(Rows from a dataset)

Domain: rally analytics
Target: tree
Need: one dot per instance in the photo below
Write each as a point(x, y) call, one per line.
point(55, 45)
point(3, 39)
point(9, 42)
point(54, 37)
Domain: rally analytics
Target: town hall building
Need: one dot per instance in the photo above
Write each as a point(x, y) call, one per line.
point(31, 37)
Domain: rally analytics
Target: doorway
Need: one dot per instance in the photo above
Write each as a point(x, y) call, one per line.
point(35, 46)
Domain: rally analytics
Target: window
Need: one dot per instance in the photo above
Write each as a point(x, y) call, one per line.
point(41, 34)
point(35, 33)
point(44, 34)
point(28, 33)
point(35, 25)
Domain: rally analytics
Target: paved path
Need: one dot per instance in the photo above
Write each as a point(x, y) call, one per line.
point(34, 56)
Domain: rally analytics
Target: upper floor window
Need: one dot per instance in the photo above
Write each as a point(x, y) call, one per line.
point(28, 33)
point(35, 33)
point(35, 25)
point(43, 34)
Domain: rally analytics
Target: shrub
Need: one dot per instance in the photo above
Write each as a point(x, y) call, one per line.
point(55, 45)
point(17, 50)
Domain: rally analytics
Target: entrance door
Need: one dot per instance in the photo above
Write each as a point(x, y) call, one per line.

■ Given request ■
Reproduce every line of the data above in full, scaling each x and y coordinate inside the point(...) calls by 1.65 and rounding to the nearest whole number, with halves rounded up.

■ Solution ■
Domain: rally analytics
Target: tree
Need: one dot per instance in the photo below
Write each as a point(x, y) call, one per line.
point(91, 74)
point(5, 64)
point(15, 69)
point(89, 61)
Domain: rally analytics
Target: town hall building
Need: one dot per instance in the photo above
Write each as a point(x, y) call, one per line.
point(51, 61)
Domain: rally analytics
Target: doorway
Need: one dot per instance in the photo above
Write each as a point(x, y) call, one per line.
point(58, 76)
Domain: rally analytics
Target: window
Need: one dot per instance in the photo above
Write each as a point(x, y) call, one per line.
point(68, 56)
point(58, 54)
point(73, 56)
point(46, 54)
point(58, 41)
Domain: rally analytics
Target: paved path
Need: one dot per instance in the photo above
Write each as a point(x, y) call, one per line.
point(56, 92)
Domain: rally analytics
Target: upper floor window
Need: one dot per instance in the photo above
Write each as a point(x, y) call, one per line.
point(46, 54)
point(58, 54)
point(58, 41)
point(71, 56)
Domain: rally analytics
Target: shrub
Need: one dot per instance in the photo above
Write each as a point(x, y) call, one per line.
point(91, 74)
point(28, 83)
Domain: rally analytics
Target: entrance door
Need: one dot per instance in the photo above
Write each as a point(x, y) call, one per line.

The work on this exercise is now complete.